**PAGE EXCERPT**.
————————
In past judicial practice, the court mainly took into consideration the infringement’s influence and infringer’s subjective malice; however, after the promulgation of the Civil Code, the court will examine more aspects when it considers whether a behavior constitutes a privacy right infringement.

Article 998 of the Civil Code stipulates that, in determining an infringer’s civil liability for infringing upon personal rights other than the right to life, right to body, and right to health, such factors as the occupations of the infringer and the victim, scope of influence, degree of fault, as well as the purpose, method, and consequences of the act shall be considered. And this article is also applicable to privacy right infringement.

Based on this article, if there is an employment subordinate relationship between parties, the regular criteria in determining privacy right infringement are no longer applicable.

“Taken into consideration of the occupation of the infringer and the victim” could be interpretated as “taken into consideration of the occupational subordination relationship between the tort-feasor and the victim” to some extent. And under an employment subordinate relationship, it is not proper to unilaterally emphasize employers’ employment management right, or employee’s privacy rights.
————————
**TASK TO COMPLETE**. Can you retype the full passage on privacy right infringement under the Civil Code, word for word?

**INFORMATION SUPPLIED**.
————————
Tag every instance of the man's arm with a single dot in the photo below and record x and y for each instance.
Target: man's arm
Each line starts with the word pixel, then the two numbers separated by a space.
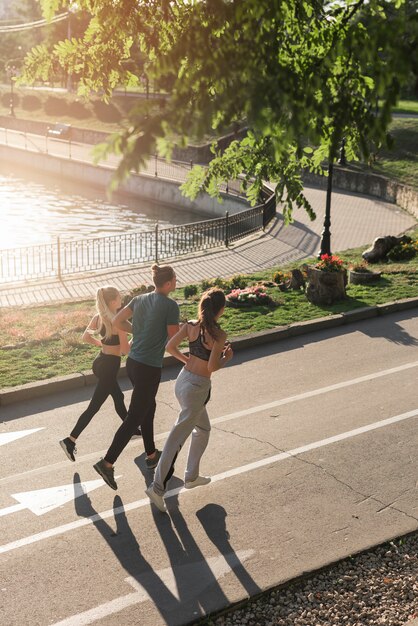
pixel 120 321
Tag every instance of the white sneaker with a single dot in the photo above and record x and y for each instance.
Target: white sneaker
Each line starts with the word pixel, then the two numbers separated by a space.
pixel 156 499
pixel 198 482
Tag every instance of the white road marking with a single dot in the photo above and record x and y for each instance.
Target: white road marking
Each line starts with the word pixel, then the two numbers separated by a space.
pixel 9 437
pixel 193 571
pixel 230 416
pixel 59 530
pixel 42 501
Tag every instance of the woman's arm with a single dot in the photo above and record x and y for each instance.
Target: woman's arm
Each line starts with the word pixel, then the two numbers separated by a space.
pixel 87 336
pixel 220 355
pixel 120 321
pixel 175 341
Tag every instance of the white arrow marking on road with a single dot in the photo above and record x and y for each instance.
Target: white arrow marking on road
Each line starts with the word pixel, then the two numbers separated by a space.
pixel 8 437
pixel 44 500
pixel 193 571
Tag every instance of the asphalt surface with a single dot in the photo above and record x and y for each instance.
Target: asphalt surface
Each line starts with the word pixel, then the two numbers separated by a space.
pixel 312 457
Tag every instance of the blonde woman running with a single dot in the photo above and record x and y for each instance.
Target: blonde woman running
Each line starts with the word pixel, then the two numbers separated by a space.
pixel 155 318
pixel 112 343
pixel 208 352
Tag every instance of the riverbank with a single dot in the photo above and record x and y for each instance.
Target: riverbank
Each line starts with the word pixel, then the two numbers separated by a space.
pixel 43 344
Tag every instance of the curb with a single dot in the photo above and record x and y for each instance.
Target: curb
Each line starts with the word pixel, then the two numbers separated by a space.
pixel 21 393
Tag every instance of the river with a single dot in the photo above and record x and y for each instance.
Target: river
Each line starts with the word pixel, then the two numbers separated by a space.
pixel 35 211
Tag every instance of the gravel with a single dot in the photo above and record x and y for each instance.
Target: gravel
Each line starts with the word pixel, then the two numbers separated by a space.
pixel 376 587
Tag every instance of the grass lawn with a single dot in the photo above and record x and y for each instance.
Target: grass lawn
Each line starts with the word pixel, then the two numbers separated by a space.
pixel 407 106
pixel 401 163
pixel 46 340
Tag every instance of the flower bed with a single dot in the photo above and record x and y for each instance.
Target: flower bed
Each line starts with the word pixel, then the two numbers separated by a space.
pixel 250 296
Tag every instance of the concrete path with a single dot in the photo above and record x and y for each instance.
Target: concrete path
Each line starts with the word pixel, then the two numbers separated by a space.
pixel 312 457
pixel 356 221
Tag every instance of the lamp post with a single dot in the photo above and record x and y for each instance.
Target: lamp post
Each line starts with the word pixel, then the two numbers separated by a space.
pixel 12 73
pixel 342 160
pixel 326 233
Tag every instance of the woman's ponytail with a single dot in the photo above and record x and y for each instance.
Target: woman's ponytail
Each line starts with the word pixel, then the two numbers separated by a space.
pixel 211 302
pixel 104 296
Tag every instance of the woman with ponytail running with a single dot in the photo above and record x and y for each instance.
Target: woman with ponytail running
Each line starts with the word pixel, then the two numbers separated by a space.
pixel 112 343
pixel 208 352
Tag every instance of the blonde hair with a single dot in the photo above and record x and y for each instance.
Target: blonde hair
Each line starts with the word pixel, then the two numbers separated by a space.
pixel 162 274
pixel 104 296
pixel 211 302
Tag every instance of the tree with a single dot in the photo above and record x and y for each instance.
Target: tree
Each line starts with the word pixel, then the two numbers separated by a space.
pixel 302 75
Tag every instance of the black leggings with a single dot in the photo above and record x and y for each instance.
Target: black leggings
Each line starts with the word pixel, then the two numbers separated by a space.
pixel 106 368
pixel 145 380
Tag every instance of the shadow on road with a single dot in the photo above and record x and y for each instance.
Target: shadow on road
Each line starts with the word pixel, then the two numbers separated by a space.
pixel 188 589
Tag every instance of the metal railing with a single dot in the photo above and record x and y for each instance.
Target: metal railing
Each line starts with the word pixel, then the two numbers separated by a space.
pixel 65 257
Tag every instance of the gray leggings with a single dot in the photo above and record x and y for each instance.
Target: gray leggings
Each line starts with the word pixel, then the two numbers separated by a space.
pixel 192 392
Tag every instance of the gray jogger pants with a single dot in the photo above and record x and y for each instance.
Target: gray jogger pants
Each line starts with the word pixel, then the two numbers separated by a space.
pixel 192 392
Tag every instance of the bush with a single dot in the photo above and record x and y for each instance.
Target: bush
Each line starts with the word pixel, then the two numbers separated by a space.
pixel 31 103
pixel 238 281
pixel 403 251
pixel 5 99
pixel 106 112
pixel 78 110
pixel 279 277
pixel 56 106
pixel 190 290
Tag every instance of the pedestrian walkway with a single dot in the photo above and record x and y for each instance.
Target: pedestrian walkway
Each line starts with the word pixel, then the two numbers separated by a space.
pixel 355 221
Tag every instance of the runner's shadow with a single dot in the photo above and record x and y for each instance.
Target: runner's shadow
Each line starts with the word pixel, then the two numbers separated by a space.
pixel 213 519
pixel 128 552
pixel 197 583
pixel 198 589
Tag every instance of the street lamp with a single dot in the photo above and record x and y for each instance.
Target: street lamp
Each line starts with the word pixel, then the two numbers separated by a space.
pixel 12 72
pixel 326 233
pixel 342 160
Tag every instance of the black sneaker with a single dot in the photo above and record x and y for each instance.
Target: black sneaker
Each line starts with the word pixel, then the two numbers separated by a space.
pixel 152 463
pixel 107 473
pixel 69 448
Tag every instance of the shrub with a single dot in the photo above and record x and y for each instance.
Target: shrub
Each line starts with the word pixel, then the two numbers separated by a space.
pixel 5 99
pixel 190 290
pixel 361 268
pixel 78 110
pixel 214 282
pixel 238 281
pixel 106 112
pixel 31 103
pixel 330 263
pixel 403 251
pixel 279 277
pixel 248 297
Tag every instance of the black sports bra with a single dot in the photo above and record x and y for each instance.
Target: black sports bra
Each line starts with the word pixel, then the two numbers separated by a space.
pixel 196 348
pixel 113 340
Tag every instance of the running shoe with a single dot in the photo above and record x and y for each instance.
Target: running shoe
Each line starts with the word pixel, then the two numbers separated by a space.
pixel 69 448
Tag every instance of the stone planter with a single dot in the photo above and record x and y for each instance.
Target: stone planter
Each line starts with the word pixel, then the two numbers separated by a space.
pixel 325 287
pixel 363 278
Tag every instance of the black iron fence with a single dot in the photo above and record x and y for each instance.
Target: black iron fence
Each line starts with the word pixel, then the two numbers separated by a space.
pixel 64 257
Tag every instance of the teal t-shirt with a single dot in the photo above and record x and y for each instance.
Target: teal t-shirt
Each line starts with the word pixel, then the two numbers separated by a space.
pixel 151 314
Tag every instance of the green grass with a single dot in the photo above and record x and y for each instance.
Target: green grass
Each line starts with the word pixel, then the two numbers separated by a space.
pixel 407 106
pixel 58 350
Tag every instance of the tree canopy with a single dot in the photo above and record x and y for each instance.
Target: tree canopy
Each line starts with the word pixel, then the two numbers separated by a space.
pixel 301 75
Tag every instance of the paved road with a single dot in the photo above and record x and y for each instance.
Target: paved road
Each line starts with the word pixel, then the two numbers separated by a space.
pixel 312 454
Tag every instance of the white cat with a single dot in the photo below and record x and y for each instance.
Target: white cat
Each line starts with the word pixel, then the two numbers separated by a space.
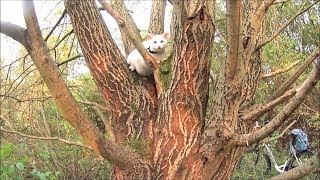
————————
**TASK ANSWER**.
In past judicial practice, the court mainly took into consideration the infringement’s influence and infringer’s subjective malice; however, after the promulgation of the Civil Code, the court will examine more aspects when it considers whether a behavior constitutes a privacy right infringement.

Article 998 of the Civil Code stipulates that, in determining an infringer’s civil liability for infringing upon personal rights other than the right to life, right to body, and right to health, such factors as the occupations of the infringer and the victim, scope of influence, degree of fault, as well as the purpose, method, and consequences of the act shall be considered. And this article is also applicable to privacy right infringement.

Based on this article, if there is an employment subordinate relationship between parties, the regular criteria in determining privacy right infringement are no longer applicable.

“Taken into consideration of the occupation of the infringer and the victim” could be interpretated as “taken into consideration of the occupational subordination relationship between the tort-feasor and the victim” to some extent. And under an employment subordinate relationship, it is not proper to unilaterally emphasize employers’ employment management right, or employee’s privacy rights.